### Ausgewählter Ausschnitt
● ● ● ● ●
Allerdings – und hier setzt meine Kritik dann doch an – muss man eben dafür sorgen, dass sich Spannung aus anderen Elementen ergibt. Und in diesem Punkt ist mir vieles von dem, was im Handlungsverlauf geplant ist, schlicht etwas zu einfach gedacht. Die Lösung des Kriminalfalls fällt aus meiner Sicht eher unterkomplex aus, indem man nur der offenkundigsten Spur folgen muss, die einzige falsche Fährte besteht in einem Geweihten, der sich aufgrund seiner Wutanfälle zurückzieht und deshalb kein Alibi vorweisen kann. Zu vielen Figuren, die aus meiner Sicht relevant sein könnten, fehlen die Angaben, vor allem was die beiden Verhandlungsführer betrifft. Und zuletzt ergibt sich noch eine Folgeermittlung, in der es letztlich darum geht, dass jemand die versteckten Dokumente gefunden hat und sie nun selbst an sich genommen hat. Diese verbirgt er dann ausgerechnet in seinem Bett. Dazu kommt dann noch ein theoretisch nett gemeintes Rätsel, indem man die Aufbewahrungskiste öffnen kann, was allerdings letztlich sehr anspruchslos ist, zudem halte ich es für relativ wahrscheinlich, dass viele Gruppen dies mit Gewalt lösen würden, falls ihnen die Auflösung nicht direkt in den Sinn kommt. In der Gestaltung als Ermittlung hat es – auch im Rahmen der platzbegrenzten Heldenwerke – schon eine Reihe von Abenteuern gegeben, die dies weit besser und anspruchsvoller gelöst haben.
● ● ● ● ●
### Aufgaben
1) Wo verbirgt der Finder laut dem Ausschnitt die versteckten Dokumente bei der Folgeermittlung?
2) Prüfe, ob die folgenden Aussagen mit dem Ausschnitt übereinstimmen, und belege jede Antwort mit einem wörtlichen Zitat.
(a) Die einzige falsche Fährte ist ein Geweihter, der kein Alibi hat.
(b) Das Rätsel mit der Aufbewahrungskiste wird als sehr anspruchsvoll eingeschätzt.
(c) Zu den beiden Verhandlungsführern gibt es ausführliche Angaben.
Die Einträge stammen aus einer anderen Quelle.

### Angezeigte Angaben
● ● ● ● ●
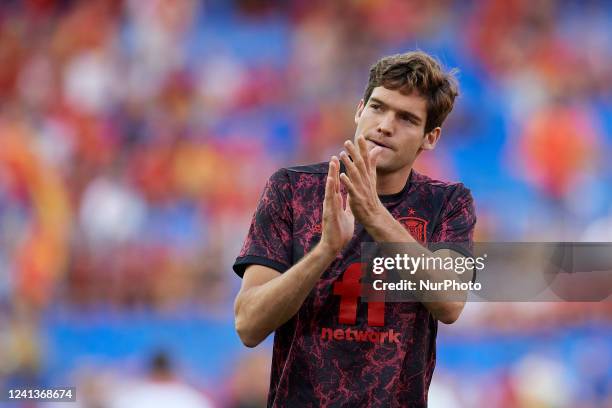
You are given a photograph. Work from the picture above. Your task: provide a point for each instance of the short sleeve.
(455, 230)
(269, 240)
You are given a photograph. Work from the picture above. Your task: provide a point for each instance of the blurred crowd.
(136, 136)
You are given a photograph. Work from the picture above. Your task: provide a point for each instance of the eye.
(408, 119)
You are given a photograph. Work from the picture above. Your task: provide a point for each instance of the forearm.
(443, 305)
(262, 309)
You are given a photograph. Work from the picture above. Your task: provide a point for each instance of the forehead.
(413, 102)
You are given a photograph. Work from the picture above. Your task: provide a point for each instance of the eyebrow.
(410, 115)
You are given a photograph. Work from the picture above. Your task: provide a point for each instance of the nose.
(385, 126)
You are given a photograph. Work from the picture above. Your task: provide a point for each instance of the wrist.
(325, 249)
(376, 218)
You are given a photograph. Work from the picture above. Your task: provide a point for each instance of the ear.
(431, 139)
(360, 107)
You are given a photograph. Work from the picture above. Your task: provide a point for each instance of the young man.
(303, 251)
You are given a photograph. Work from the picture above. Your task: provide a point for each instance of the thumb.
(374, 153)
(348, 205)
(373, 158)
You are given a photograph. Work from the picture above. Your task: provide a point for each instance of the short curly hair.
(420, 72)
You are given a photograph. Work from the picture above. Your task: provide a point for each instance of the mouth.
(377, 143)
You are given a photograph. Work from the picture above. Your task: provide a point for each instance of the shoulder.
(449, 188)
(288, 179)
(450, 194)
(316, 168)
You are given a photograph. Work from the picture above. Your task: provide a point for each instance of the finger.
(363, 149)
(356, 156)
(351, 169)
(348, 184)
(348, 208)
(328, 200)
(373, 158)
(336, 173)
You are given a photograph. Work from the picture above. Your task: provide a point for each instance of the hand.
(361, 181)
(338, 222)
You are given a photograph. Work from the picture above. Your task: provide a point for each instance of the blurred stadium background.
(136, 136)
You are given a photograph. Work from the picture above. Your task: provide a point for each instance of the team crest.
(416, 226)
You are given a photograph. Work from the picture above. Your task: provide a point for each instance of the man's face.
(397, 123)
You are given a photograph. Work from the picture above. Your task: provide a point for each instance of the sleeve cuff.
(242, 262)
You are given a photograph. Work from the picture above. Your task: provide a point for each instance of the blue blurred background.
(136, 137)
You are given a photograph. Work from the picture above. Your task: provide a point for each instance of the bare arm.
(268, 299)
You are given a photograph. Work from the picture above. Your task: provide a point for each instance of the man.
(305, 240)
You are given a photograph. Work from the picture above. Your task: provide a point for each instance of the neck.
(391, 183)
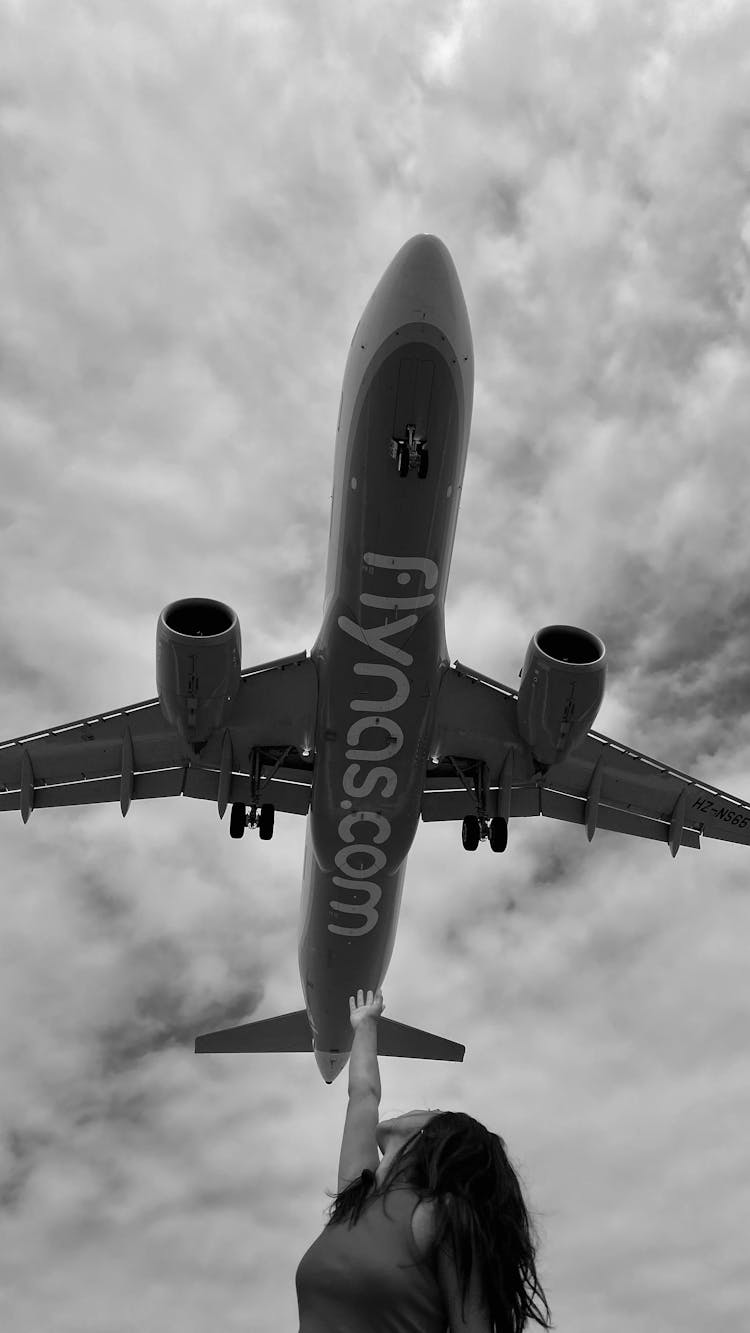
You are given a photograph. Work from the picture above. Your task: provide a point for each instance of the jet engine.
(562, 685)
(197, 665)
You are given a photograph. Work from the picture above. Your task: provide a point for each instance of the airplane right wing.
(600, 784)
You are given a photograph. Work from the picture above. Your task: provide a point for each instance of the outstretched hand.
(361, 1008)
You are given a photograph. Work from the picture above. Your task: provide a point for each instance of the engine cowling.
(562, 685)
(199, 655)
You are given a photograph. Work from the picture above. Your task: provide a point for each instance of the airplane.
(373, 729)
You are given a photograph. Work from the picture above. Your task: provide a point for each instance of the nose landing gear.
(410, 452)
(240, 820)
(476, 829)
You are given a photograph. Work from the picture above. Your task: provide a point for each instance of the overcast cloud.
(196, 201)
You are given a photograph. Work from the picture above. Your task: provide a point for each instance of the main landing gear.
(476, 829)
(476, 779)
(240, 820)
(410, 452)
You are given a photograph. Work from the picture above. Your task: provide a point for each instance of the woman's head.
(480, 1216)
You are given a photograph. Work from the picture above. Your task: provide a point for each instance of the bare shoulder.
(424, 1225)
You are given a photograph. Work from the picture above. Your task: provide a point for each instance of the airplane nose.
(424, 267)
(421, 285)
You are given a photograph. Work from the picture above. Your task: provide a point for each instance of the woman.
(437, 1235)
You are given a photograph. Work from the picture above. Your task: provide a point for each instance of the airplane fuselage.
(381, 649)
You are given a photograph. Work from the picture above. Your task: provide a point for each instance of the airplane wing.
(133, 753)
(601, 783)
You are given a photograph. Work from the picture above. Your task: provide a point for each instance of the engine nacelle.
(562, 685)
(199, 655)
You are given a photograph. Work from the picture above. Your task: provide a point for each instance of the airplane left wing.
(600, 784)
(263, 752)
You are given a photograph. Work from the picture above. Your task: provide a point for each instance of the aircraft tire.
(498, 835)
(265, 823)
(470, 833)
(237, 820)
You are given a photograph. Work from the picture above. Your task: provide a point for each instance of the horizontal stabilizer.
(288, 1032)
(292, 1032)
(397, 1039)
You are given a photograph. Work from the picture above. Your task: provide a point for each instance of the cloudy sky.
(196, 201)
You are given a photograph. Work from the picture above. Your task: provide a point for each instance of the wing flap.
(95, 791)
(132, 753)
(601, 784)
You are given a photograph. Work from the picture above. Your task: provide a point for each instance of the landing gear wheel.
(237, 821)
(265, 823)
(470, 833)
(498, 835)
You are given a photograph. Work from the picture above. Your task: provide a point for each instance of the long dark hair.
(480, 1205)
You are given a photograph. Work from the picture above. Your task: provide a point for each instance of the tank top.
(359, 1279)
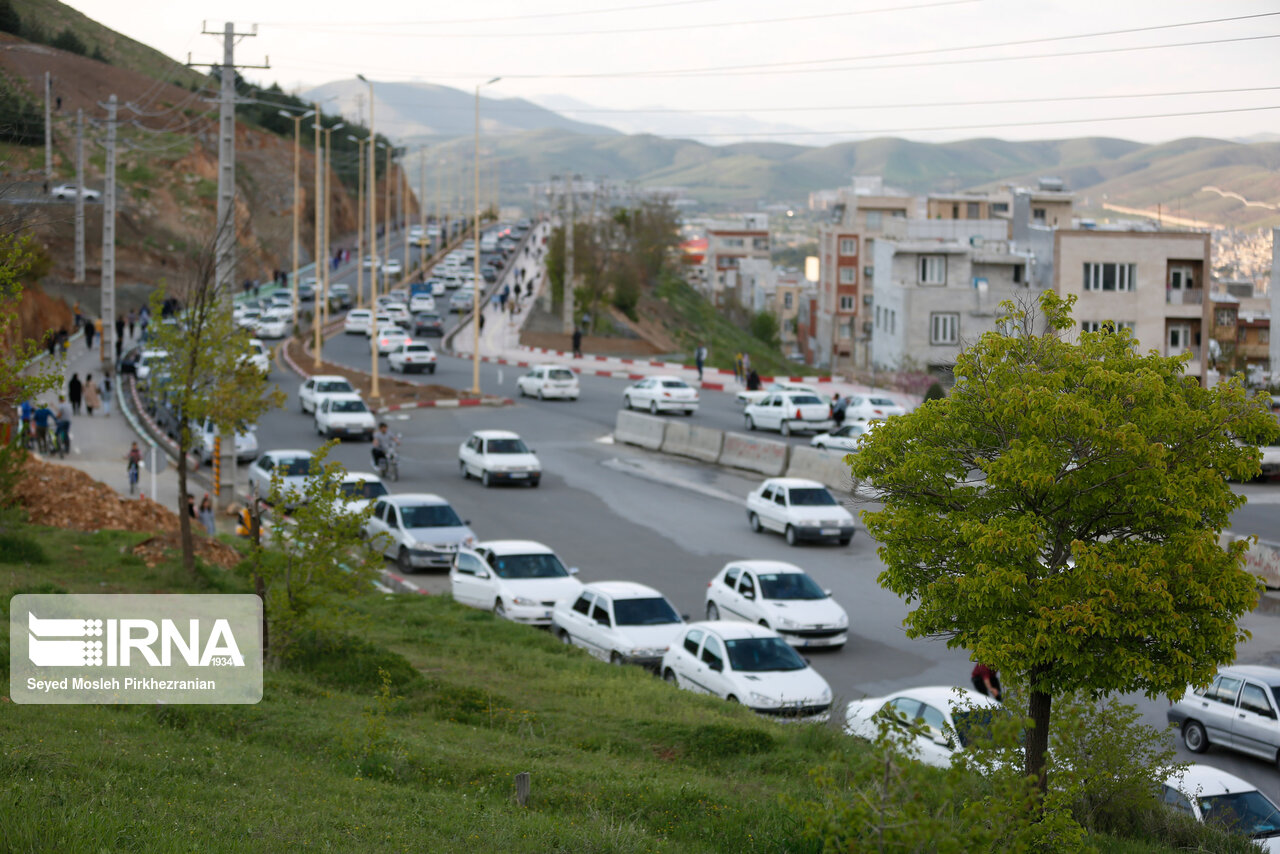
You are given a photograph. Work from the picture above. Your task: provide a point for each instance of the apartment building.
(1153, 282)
● ● ● ● ●
### Lösungen in Reihenfolge
1) In seinem Bett.

2)
(a) Ja: „die einzige falsche Fährte besteht in einem Geweihten, der sich aufgrund seiner Wutanfälle zurückzieht und deshalb kein Alibi vorweisen kann“
(b) Nein: „was allerdings letztlich sehr anspruchslos ist“
(c) Nein: „Zu vielen Figuren, die aus meiner Sicht relevant sein könnten, fehlen die Angaben, vor allem was die beiden Verhandlungsführer betrifft.“